Exercise prompt:
Put the data below into a two-column CSV headed instruction and answer, with one row for each instruction. Place each instruction's text and its answer in their own quoted fields, replacing line breaks with spaces.

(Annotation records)
______________________________

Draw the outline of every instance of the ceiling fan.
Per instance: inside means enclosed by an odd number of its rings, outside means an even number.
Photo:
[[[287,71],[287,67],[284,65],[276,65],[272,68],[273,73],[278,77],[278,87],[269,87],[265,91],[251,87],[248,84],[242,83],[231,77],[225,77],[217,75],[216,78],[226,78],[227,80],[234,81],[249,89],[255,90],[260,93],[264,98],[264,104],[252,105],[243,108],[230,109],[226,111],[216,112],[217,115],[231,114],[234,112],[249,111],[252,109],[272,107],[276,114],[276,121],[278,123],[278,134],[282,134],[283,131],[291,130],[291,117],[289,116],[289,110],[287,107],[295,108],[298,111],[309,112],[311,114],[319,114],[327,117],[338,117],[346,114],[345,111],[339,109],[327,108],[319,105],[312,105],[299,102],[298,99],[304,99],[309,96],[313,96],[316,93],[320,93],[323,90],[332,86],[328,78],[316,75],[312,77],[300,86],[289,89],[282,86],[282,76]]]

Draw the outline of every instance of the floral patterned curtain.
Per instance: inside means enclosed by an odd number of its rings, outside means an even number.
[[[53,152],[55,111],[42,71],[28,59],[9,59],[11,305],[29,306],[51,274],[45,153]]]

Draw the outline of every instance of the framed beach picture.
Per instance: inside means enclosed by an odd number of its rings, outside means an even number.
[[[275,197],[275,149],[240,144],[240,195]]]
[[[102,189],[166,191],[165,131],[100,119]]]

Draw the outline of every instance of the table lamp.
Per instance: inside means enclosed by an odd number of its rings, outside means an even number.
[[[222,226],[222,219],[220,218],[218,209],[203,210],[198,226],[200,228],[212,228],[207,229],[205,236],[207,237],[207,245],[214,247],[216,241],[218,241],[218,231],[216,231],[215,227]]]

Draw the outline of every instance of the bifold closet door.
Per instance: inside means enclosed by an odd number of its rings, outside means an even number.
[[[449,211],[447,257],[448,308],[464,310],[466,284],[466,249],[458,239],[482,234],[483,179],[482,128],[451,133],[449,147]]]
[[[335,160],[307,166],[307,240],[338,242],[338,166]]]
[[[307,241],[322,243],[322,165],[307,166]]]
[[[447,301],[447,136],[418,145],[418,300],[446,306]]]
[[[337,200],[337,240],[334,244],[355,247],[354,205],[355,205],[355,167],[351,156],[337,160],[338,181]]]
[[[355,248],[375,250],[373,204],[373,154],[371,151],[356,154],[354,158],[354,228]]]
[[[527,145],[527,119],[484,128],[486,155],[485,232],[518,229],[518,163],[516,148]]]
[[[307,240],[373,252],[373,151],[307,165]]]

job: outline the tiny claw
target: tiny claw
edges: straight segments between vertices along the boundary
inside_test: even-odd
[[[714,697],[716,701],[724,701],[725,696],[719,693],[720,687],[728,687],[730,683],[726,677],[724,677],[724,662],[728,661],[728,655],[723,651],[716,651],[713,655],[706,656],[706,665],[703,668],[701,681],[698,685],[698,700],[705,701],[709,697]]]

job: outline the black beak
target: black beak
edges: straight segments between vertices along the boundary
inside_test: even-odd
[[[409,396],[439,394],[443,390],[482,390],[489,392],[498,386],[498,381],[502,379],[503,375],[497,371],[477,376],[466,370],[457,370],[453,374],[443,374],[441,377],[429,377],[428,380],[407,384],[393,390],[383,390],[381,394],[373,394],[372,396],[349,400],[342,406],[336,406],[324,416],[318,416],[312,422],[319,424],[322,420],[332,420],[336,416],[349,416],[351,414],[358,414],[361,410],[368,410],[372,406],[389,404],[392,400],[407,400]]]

______________________________

Result of this task:
instruction,answer
"Draw the outline of every instance of the ceiling fan. Per instance: inside means enclosed by an odd number of its rings, outside means an even number. Photo:","[[[287,71],[287,67],[284,65],[276,65],[272,68],[273,73],[278,77],[278,87],[269,87],[265,91],[251,87],[248,84],[242,83],[231,77],[225,77],[217,75],[216,78],[226,78],[227,80],[234,81],[249,89],[255,90],[260,93],[264,98],[264,104],[252,105],[243,108],[230,109],[226,111],[216,112],[217,115],[231,114],[234,112],[249,111],[252,109],[272,107],[276,114],[276,121],[278,123],[278,134],[282,134],[283,131],[291,130],[291,117],[289,116],[289,110],[287,107],[295,108],[298,111],[309,112],[311,114],[319,114],[327,117],[338,117],[346,114],[345,111],[339,109],[327,108],[319,105],[312,105],[299,102],[298,99],[304,99],[309,96],[313,96],[316,93],[320,93],[323,90],[332,86],[328,78],[316,75],[312,77],[300,86],[289,89],[282,86],[282,76]]]"
"Draw the outline of every instance of the floral patterned curtain. Per instance: inside means enclosed by an odd number of its rings, outside means an even number.","[[[53,152],[55,111],[42,71],[28,59],[9,59],[11,305],[29,306],[51,274],[45,153]]]"
"Draw the outline of every instance of the framed beach picture. Per instance: inside means enclosed by an odd number of its rings, outside means an even number.","[[[275,197],[275,149],[240,144],[240,195]]] [[[102,189],[166,191],[165,131],[100,119]]]"
"Draw the outline of every instance of the table lamp. Per instance: inside means enclosed by an odd number of its rings, outside means an even number.","[[[222,226],[222,219],[220,218],[218,209],[203,210],[198,226],[200,228],[212,228],[207,229],[205,236],[207,237],[207,245],[214,247],[216,241],[218,241],[218,231],[216,231],[215,227]]]"
"Draw the outline of every instance of the bifold closet door. Per instance: inside means enclosed by an odd number of its rings, outside means an even number.","[[[449,211],[447,257],[448,308],[464,310],[466,284],[466,249],[458,239],[482,234],[483,179],[482,128],[451,133],[449,147]]] [[[335,160],[307,166],[307,240],[338,242],[338,166]]] [[[307,241],[322,243],[322,165],[307,166]]] [[[447,301],[447,136],[418,145],[418,300],[446,306]]] [[[337,200],[337,240],[334,244],[355,247],[354,205],[355,205],[355,167],[351,156],[337,160],[338,181]]] [[[355,248],[375,250],[373,204],[373,154],[371,151],[356,154],[354,158],[354,228]]] [[[527,145],[527,119],[484,128],[486,155],[485,232],[518,229],[518,163],[516,148]]] [[[307,240],[373,252],[373,151],[307,165]]]"
"job: outline the tiny claw target: tiny claw edges: straight segments between vertices along the boundary inside_test: even-odd","[[[714,697],[716,701],[724,701],[725,696],[719,693],[720,687],[728,687],[730,683],[726,677],[724,677],[724,662],[728,661],[728,655],[723,651],[716,651],[713,655],[706,656],[706,665],[703,668],[701,681],[698,685],[698,700],[705,701],[709,697]]]"
"job: outline the black beak target: black beak edges: straight segments between vertices along the boundary inside_test: even-odd","[[[409,396],[439,394],[443,390],[482,390],[489,392],[498,386],[498,381],[502,379],[503,375],[497,371],[477,376],[466,370],[457,370],[453,374],[443,374],[441,377],[429,377],[428,380],[407,384],[393,390],[383,390],[381,394],[373,394],[372,396],[349,400],[342,406],[336,406],[324,416],[318,416],[312,422],[319,424],[322,420],[332,420],[336,416],[349,416],[351,414],[358,414],[361,410],[368,410],[372,406],[389,404],[392,400],[407,400]]]"